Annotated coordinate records

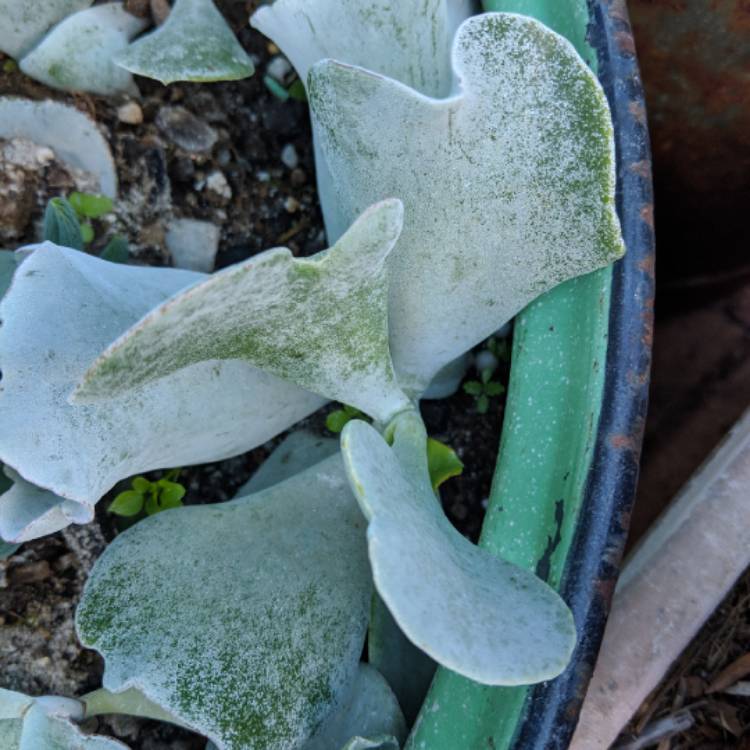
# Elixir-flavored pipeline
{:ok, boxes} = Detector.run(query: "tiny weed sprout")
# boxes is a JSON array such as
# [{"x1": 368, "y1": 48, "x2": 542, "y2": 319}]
[
  {"x1": 463, "y1": 367, "x2": 505, "y2": 414},
  {"x1": 0, "y1": 0, "x2": 625, "y2": 750},
  {"x1": 326, "y1": 404, "x2": 367, "y2": 435},
  {"x1": 107, "y1": 469, "x2": 186, "y2": 518}
]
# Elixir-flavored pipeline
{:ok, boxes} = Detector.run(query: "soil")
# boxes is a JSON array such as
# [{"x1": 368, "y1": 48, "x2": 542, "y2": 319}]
[
  {"x1": 618, "y1": 571, "x2": 750, "y2": 750},
  {"x1": 0, "y1": 0, "x2": 508, "y2": 750},
  {"x1": 621, "y1": 280, "x2": 750, "y2": 750}
]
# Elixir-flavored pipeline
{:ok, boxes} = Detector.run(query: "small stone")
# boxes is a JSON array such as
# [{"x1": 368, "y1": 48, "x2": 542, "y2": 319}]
[
  {"x1": 206, "y1": 169, "x2": 232, "y2": 200},
  {"x1": 150, "y1": 0, "x2": 172, "y2": 26},
  {"x1": 125, "y1": 0, "x2": 151, "y2": 18},
  {"x1": 172, "y1": 156, "x2": 195, "y2": 182},
  {"x1": 166, "y1": 219, "x2": 220, "y2": 273},
  {"x1": 266, "y1": 55, "x2": 292, "y2": 83},
  {"x1": 117, "y1": 102, "x2": 143, "y2": 125},
  {"x1": 156, "y1": 107, "x2": 218, "y2": 153},
  {"x1": 281, "y1": 143, "x2": 299, "y2": 169},
  {"x1": 216, "y1": 148, "x2": 232, "y2": 167},
  {"x1": 8, "y1": 560, "x2": 52, "y2": 585}
]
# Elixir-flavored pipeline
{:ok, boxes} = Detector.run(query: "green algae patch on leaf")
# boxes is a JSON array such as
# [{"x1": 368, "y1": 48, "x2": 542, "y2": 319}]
[
  {"x1": 77, "y1": 455, "x2": 372, "y2": 750},
  {"x1": 20, "y1": 3, "x2": 146, "y2": 96},
  {"x1": 304, "y1": 663, "x2": 406, "y2": 750},
  {"x1": 115, "y1": 0, "x2": 255, "y2": 84},
  {"x1": 0, "y1": 0, "x2": 94, "y2": 60},
  {"x1": 0, "y1": 243, "x2": 323, "y2": 542},
  {"x1": 341, "y1": 412, "x2": 576, "y2": 685},
  {"x1": 250, "y1": 0, "x2": 471, "y2": 96},
  {"x1": 74, "y1": 200, "x2": 409, "y2": 420},
  {"x1": 308, "y1": 13, "x2": 624, "y2": 393}
]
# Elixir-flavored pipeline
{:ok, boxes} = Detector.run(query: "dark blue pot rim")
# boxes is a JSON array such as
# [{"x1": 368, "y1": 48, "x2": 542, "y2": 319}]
[{"x1": 514, "y1": 0, "x2": 654, "y2": 750}]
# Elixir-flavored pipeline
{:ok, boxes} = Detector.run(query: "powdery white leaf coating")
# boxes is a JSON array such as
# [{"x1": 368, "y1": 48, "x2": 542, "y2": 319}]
[
  {"x1": 0, "y1": 250, "x2": 16, "y2": 299},
  {"x1": 0, "y1": 96, "x2": 117, "y2": 198},
  {"x1": 0, "y1": 243, "x2": 323, "y2": 541},
  {"x1": 342, "y1": 736, "x2": 401, "y2": 750},
  {"x1": 304, "y1": 664, "x2": 406, "y2": 750},
  {"x1": 0, "y1": 688, "x2": 127, "y2": 750},
  {"x1": 75, "y1": 200, "x2": 409, "y2": 421},
  {"x1": 77, "y1": 455, "x2": 372, "y2": 750},
  {"x1": 341, "y1": 412, "x2": 576, "y2": 685},
  {"x1": 115, "y1": 0, "x2": 255, "y2": 84},
  {"x1": 20, "y1": 3, "x2": 147, "y2": 96},
  {"x1": 367, "y1": 595, "x2": 437, "y2": 726},
  {"x1": 0, "y1": 0, "x2": 94, "y2": 59},
  {"x1": 250, "y1": 0, "x2": 473, "y2": 96},
  {"x1": 0, "y1": 466, "x2": 91, "y2": 544},
  {"x1": 235, "y1": 430, "x2": 339, "y2": 497},
  {"x1": 308, "y1": 13, "x2": 624, "y2": 393}
]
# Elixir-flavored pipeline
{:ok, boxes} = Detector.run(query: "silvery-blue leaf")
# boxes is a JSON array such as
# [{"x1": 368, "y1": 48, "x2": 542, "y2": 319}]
[
  {"x1": 116, "y1": 0, "x2": 254, "y2": 84},
  {"x1": 250, "y1": 0, "x2": 474, "y2": 96},
  {"x1": 0, "y1": 96, "x2": 117, "y2": 198},
  {"x1": 341, "y1": 412, "x2": 576, "y2": 685},
  {"x1": 0, "y1": 250, "x2": 17, "y2": 299},
  {"x1": 20, "y1": 3, "x2": 146, "y2": 96},
  {"x1": 367, "y1": 594, "x2": 437, "y2": 726},
  {"x1": 77, "y1": 455, "x2": 372, "y2": 750},
  {"x1": 304, "y1": 664, "x2": 406, "y2": 750},
  {"x1": 74, "y1": 200, "x2": 410, "y2": 421},
  {"x1": 0, "y1": 0, "x2": 94, "y2": 59},
  {"x1": 235, "y1": 430, "x2": 339, "y2": 497},
  {"x1": 0, "y1": 243, "x2": 323, "y2": 541},
  {"x1": 342, "y1": 735, "x2": 401, "y2": 750},
  {"x1": 308, "y1": 13, "x2": 624, "y2": 394},
  {"x1": 0, "y1": 688, "x2": 127, "y2": 750}
]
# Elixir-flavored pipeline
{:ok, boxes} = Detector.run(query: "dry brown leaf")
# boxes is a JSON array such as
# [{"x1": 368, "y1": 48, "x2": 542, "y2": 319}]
[{"x1": 706, "y1": 653, "x2": 750, "y2": 693}]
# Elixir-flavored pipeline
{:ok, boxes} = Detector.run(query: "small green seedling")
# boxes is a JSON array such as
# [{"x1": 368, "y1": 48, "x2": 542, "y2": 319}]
[
  {"x1": 464, "y1": 367, "x2": 505, "y2": 414},
  {"x1": 427, "y1": 438, "x2": 464, "y2": 492},
  {"x1": 44, "y1": 192, "x2": 130, "y2": 263},
  {"x1": 326, "y1": 404, "x2": 369, "y2": 435},
  {"x1": 68, "y1": 192, "x2": 112, "y2": 245},
  {"x1": 108, "y1": 469, "x2": 186, "y2": 518},
  {"x1": 43, "y1": 198, "x2": 84, "y2": 250}
]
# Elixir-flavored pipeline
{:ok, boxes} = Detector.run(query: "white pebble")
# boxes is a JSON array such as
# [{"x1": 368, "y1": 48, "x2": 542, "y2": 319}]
[
  {"x1": 281, "y1": 143, "x2": 299, "y2": 169},
  {"x1": 206, "y1": 169, "x2": 232, "y2": 200},
  {"x1": 266, "y1": 55, "x2": 292, "y2": 83}
]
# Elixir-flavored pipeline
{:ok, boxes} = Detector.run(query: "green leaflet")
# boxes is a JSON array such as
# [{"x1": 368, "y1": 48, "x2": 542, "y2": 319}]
[
  {"x1": 341, "y1": 412, "x2": 576, "y2": 685},
  {"x1": 44, "y1": 198, "x2": 83, "y2": 250},
  {"x1": 115, "y1": 0, "x2": 255, "y2": 84},
  {"x1": 77, "y1": 455, "x2": 372, "y2": 750},
  {"x1": 74, "y1": 200, "x2": 409, "y2": 421}
]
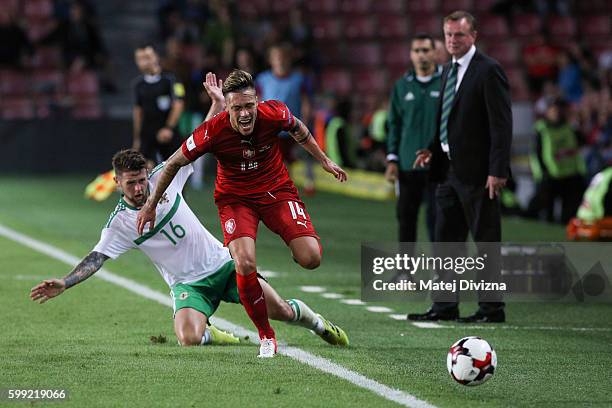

### [PROMPT]
Gather every line of the records above that contains the string "green", keeping each line as it stands. Case counts.

### [CORRECT ANSWER]
{:ok, boxes} = Detector.run(query: "green algae patch on leaf")
{:ok, boxes} = Detector.run(query: "small green seedling")
{:ok, boxes} = Detector.run(query: "green leaflet")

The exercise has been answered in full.